» YOUR TASK
Please return, word for word, the lines of the records running from the line that contains "Return one point per instance of the chive" through the end of the records, both ends included.

» Labeled point records
◆ ◆ ◆

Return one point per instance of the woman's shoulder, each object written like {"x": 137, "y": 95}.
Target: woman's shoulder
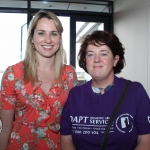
{"x": 68, "y": 67}
{"x": 133, "y": 85}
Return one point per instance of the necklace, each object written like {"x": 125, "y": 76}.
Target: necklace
{"x": 101, "y": 91}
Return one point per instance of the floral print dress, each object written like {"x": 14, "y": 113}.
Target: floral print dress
{"x": 37, "y": 115}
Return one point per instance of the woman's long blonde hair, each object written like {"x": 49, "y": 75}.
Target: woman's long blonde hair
{"x": 30, "y": 61}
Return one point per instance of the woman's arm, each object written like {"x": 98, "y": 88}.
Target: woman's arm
{"x": 7, "y": 117}
{"x": 143, "y": 142}
{"x": 66, "y": 142}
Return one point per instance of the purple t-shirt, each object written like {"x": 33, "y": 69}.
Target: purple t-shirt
{"x": 86, "y": 115}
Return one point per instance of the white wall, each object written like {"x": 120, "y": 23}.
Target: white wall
{"x": 132, "y": 26}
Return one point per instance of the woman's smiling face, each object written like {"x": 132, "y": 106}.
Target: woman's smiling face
{"x": 100, "y": 62}
{"x": 46, "y": 38}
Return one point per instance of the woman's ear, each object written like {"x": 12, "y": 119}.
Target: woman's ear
{"x": 116, "y": 59}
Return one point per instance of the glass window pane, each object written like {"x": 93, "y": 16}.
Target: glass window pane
{"x": 10, "y": 38}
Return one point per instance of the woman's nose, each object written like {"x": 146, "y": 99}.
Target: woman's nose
{"x": 96, "y": 58}
{"x": 48, "y": 39}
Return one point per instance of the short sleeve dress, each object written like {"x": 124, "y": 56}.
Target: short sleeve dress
{"x": 37, "y": 115}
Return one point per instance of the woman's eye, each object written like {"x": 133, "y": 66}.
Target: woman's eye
{"x": 89, "y": 55}
{"x": 40, "y": 33}
{"x": 104, "y": 54}
{"x": 54, "y": 34}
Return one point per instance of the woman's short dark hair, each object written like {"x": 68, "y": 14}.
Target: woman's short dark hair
{"x": 102, "y": 38}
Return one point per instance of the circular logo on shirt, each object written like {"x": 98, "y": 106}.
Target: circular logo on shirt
{"x": 124, "y": 123}
{"x": 0, "y": 125}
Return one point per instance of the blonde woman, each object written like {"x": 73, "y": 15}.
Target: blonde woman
{"x": 36, "y": 89}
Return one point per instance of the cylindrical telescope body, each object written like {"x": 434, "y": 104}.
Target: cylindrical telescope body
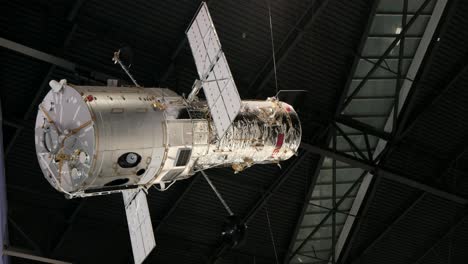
{"x": 94, "y": 140}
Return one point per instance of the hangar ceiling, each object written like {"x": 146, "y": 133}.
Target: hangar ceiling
{"x": 323, "y": 47}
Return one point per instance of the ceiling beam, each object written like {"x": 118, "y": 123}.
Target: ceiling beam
{"x": 389, "y": 228}
{"x": 312, "y": 12}
{"x": 378, "y": 171}
{"x": 15, "y": 252}
{"x": 36, "y": 54}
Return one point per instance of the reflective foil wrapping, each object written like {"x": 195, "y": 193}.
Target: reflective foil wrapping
{"x": 99, "y": 140}
{"x": 263, "y": 132}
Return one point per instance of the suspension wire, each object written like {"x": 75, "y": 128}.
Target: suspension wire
{"x": 273, "y": 46}
{"x": 116, "y": 59}
{"x": 271, "y": 234}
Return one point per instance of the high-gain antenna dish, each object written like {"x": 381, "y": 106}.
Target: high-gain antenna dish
{"x": 93, "y": 140}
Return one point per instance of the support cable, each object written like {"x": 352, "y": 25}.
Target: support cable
{"x": 271, "y": 234}
{"x": 273, "y": 47}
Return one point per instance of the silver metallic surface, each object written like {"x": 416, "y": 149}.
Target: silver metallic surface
{"x": 82, "y": 131}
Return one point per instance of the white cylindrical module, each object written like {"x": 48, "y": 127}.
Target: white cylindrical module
{"x": 97, "y": 140}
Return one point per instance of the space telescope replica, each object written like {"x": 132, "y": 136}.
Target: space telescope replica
{"x": 93, "y": 140}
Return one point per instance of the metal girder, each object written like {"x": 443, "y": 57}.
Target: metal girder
{"x": 385, "y": 54}
{"x": 365, "y": 128}
{"x": 222, "y": 248}
{"x": 8, "y": 44}
{"x": 304, "y": 208}
{"x": 291, "y": 40}
{"x": 15, "y": 252}
{"x": 327, "y": 216}
{"x": 433, "y": 103}
{"x": 389, "y": 227}
{"x": 384, "y": 173}
{"x": 409, "y": 107}
{"x": 450, "y": 232}
{"x": 55, "y": 62}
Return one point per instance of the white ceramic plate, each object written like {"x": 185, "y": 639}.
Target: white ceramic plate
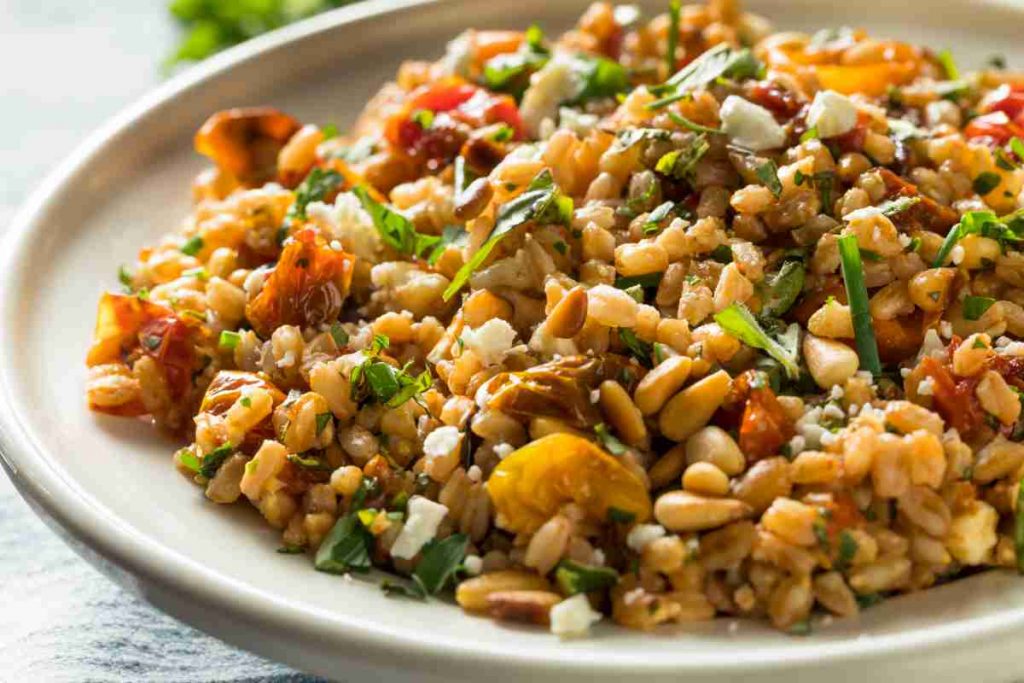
{"x": 110, "y": 485}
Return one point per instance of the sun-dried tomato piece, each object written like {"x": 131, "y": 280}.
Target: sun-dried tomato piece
{"x": 307, "y": 287}
{"x": 245, "y": 142}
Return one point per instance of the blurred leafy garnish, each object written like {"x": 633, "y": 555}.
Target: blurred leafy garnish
{"x": 211, "y": 26}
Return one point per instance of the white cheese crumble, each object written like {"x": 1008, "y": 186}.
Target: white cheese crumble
{"x": 641, "y": 535}
{"x": 491, "y": 341}
{"x": 751, "y": 125}
{"x": 832, "y": 114}
{"x": 424, "y": 518}
{"x": 441, "y": 442}
{"x": 573, "y": 616}
{"x": 503, "y": 451}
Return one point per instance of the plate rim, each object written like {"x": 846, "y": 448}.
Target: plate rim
{"x": 72, "y": 507}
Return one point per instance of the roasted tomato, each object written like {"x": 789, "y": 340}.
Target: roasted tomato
{"x": 245, "y": 142}
{"x": 307, "y": 287}
{"x": 557, "y": 389}
{"x": 756, "y": 413}
{"x": 127, "y": 327}
{"x": 529, "y": 485}
{"x": 926, "y": 214}
{"x": 458, "y": 108}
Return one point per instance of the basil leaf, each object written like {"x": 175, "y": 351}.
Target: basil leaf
{"x": 345, "y": 548}
{"x": 396, "y": 230}
{"x": 439, "y": 561}
{"x": 576, "y": 578}
{"x": 542, "y": 203}
{"x": 782, "y": 289}
{"x": 738, "y": 322}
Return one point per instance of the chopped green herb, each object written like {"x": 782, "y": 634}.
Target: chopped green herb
{"x": 985, "y": 182}
{"x": 856, "y": 293}
{"x": 975, "y": 306}
{"x": 345, "y": 548}
{"x": 542, "y": 203}
{"x": 945, "y": 58}
{"x": 228, "y": 340}
{"x": 193, "y": 246}
{"x": 576, "y": 578}
{"x": 782, "y": 289}
{"x": 638, "y": 348}
{"x": 212, "y": 461}
{"x": 396, "y": 230}
{"x": 768, "y": 174}
{"x": 719, "y": 61}
{"x": 608, "y": 440}
{"x": 738, "y": 322}
{"x": 339, "y": 335}
{"x": 314, "y": 187}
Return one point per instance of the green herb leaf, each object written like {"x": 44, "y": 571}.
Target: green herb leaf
{"x": 985, "y": 182}
{"x": 608, "y": 440}
{"x": 975, "y": 306}
{"x": 193, "y": 246}
{"x": 396, "y": 230}
{"x": 228, "y": 340}
{"x": 542, "y": 203}
{"x": 345, "y": 548}
{"x": 439, "y": 561}
{"x": 768, "y": 174}
{"x": 638, "y": 348}
{"x": 856, "y": 293}
{"x": 782, "y": 289}
{"x": 738, "y": 322}
{"x": 719, "y": 61}
{"x": 212, "y": 461}
{"x": 576, "y": 578}
{"x": 314, "y": 187}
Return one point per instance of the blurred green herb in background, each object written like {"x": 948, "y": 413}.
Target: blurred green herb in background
{"x": 211, "y": 26}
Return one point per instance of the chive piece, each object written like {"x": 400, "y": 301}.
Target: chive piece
{"x": 738, "y": 322}
{"x": 945, "y": 58}
{"x": 985, "y": 182}
{"x": 193, "y": 246}
{"x": 768, "y": 174}
{"x": 228, "y": 340}
{"x": 975, "y": 306}
{"x": 339, "y": 335}
{"x": 675, "y": 9}
{"x": 856, "y": 294}
{"x": 1019, "y": 529}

◆ ◆ ◆

» OUTPUT
Return one point per instance of the chive piece, each object written like {"x": 400, "y": 301}.
Target: chive piece
{"x": 738, "y": 322}
{"x": 945, "y": 58}
{"x": 985, "y": 182}
{"x": 193, "y": 246}
{"x": 768, "y": 174}
{"x": 228, "y": 340}
{"x": 975, "y": 306}
{"x": 339, "y": 335}
{"x": 675, "y": 9}
{"x": 856, "y": 294}
{"x": 1019, "y": 529}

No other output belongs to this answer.